===== Given records =====

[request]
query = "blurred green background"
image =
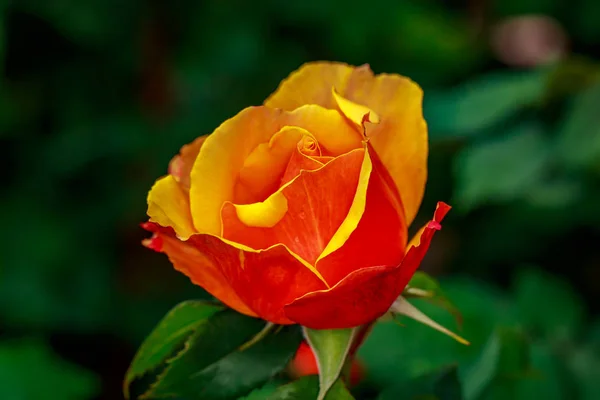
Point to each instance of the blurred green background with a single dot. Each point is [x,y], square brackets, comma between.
[97,96]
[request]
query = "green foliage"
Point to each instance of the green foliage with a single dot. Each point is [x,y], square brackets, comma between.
[29,369]
[442,384]
[330,347]
[307,388]
[170,334]
[503,169]
[482,103]
[579,143]
[199,351]
[423,286]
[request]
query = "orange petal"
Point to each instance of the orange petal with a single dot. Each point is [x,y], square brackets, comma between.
[181,165]
[365,294]
[168,206]
[263,168]
[299,162]
[224,152]
[317,203]
[379,237]
[400,138]
[264,280]
[200,269]
[359,298]
[374,231]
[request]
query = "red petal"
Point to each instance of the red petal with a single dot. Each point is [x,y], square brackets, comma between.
[380,237]
[189,260]
[318,201]
[265,280]
[365,294]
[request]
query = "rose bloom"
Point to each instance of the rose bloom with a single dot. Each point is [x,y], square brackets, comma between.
[297,211]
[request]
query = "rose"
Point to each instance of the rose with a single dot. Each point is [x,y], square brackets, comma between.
[297,211]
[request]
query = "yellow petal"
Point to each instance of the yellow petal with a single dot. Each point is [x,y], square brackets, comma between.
[262,171]
[264,214]
[357,113]
[355,213]
[400,139]
[181,165]
[168,205]
[223,154]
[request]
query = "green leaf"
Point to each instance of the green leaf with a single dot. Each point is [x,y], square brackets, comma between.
[423,286]
[482,103]
[402,307]
[442,384]
[30,370]
[504,359]
[307,388]
[579,136]
[169,335]
[563,312]
[217,363]
[392,351]
[331,347]
[501,169]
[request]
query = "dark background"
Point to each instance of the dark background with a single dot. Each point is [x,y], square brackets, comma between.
[96,96]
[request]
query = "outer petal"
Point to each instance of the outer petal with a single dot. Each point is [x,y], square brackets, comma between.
[264,280]
[200,269]
[365,294]
[374,231]
[316,203]
[168,205]
[400,138]
[223,154]
[181,165]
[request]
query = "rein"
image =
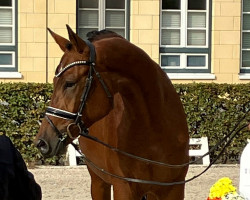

=====

What needs to be done: How many lines in the items above contain the word "foliage"? Reply with the number only.

Solution: 2